(Records from a point labeling set)
§

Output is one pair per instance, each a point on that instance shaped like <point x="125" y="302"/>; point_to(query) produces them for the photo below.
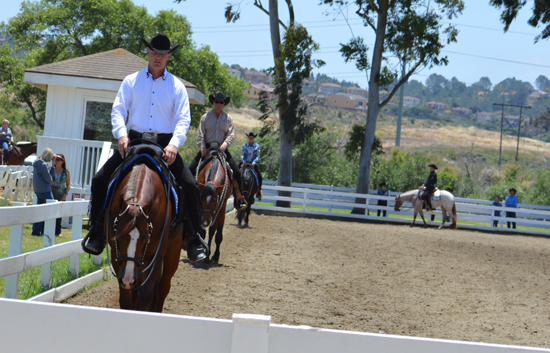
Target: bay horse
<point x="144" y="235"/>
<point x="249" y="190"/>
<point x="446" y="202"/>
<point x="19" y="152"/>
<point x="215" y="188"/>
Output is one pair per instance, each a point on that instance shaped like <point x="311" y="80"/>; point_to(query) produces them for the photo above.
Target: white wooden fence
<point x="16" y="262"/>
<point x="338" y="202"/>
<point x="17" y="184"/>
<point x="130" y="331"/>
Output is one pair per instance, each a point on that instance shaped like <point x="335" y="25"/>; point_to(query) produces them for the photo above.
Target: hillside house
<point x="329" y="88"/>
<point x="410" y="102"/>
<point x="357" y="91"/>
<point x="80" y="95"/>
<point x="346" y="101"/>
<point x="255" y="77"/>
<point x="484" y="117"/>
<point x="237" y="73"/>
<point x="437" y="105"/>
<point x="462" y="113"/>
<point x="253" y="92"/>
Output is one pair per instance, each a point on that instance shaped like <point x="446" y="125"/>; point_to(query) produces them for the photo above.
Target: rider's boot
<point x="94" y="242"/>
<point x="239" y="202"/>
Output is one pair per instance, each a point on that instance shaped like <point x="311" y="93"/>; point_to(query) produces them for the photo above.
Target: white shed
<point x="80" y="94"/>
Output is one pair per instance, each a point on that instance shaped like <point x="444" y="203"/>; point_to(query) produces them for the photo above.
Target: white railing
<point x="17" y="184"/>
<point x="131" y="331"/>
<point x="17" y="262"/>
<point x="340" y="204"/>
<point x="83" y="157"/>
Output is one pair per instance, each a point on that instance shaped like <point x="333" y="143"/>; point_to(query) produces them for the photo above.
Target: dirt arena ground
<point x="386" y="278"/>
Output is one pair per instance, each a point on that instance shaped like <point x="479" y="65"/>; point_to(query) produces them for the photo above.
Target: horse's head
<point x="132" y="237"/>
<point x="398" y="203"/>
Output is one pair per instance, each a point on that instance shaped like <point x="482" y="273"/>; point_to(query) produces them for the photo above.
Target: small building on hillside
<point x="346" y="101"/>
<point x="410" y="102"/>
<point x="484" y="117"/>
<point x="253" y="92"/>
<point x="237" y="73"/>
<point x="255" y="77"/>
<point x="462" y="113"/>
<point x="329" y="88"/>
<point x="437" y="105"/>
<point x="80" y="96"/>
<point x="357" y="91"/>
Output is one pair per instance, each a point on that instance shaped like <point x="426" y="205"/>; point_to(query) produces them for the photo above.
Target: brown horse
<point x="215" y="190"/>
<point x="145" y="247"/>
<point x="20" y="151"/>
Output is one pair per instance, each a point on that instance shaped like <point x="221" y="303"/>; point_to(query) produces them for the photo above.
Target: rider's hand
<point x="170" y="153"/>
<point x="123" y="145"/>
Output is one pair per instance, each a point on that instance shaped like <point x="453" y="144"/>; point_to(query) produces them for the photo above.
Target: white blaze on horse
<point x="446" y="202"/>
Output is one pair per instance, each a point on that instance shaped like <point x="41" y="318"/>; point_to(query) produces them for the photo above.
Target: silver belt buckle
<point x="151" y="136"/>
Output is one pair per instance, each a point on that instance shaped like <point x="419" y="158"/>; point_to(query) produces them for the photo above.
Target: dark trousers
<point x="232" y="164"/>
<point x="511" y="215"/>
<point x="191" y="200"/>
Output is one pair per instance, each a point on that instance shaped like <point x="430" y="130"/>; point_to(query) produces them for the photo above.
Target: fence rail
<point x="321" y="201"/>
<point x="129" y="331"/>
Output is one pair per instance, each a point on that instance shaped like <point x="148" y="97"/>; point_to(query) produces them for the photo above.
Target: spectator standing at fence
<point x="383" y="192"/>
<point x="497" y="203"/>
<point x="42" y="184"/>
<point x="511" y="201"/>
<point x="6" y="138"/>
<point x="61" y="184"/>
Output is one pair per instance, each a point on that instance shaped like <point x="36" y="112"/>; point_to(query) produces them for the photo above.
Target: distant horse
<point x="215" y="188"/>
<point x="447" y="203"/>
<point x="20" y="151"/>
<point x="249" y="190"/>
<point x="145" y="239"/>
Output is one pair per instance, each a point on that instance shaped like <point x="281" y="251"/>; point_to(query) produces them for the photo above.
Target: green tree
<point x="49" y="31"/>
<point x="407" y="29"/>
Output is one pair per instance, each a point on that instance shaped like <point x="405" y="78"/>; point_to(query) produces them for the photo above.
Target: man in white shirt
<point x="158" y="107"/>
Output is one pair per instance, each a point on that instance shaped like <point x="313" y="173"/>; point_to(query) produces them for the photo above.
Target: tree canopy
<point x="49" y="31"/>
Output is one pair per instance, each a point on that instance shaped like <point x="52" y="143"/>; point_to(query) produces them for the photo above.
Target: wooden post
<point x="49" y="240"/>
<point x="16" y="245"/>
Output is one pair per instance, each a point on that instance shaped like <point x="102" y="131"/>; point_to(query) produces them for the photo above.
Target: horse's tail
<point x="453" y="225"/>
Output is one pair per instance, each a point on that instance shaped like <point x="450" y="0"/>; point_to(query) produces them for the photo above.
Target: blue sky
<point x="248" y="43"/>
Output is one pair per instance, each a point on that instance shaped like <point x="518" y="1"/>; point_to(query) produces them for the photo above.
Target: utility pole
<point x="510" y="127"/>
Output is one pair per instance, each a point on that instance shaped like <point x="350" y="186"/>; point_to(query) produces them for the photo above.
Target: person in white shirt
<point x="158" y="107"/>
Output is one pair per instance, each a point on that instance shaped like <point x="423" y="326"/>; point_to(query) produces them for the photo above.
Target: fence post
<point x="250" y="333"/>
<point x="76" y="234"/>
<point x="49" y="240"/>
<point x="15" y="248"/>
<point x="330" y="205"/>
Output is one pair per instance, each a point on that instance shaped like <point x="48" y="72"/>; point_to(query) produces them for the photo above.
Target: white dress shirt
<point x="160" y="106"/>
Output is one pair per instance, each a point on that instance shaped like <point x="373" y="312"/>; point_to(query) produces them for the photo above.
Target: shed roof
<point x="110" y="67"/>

§

Exercise brief >>
Find each line above that contains the word "fence" and copy those lines out in full.

Full response >>
Target: white wooden fence
Target: fence rail
Target: spectator standing at fence
Target: fence post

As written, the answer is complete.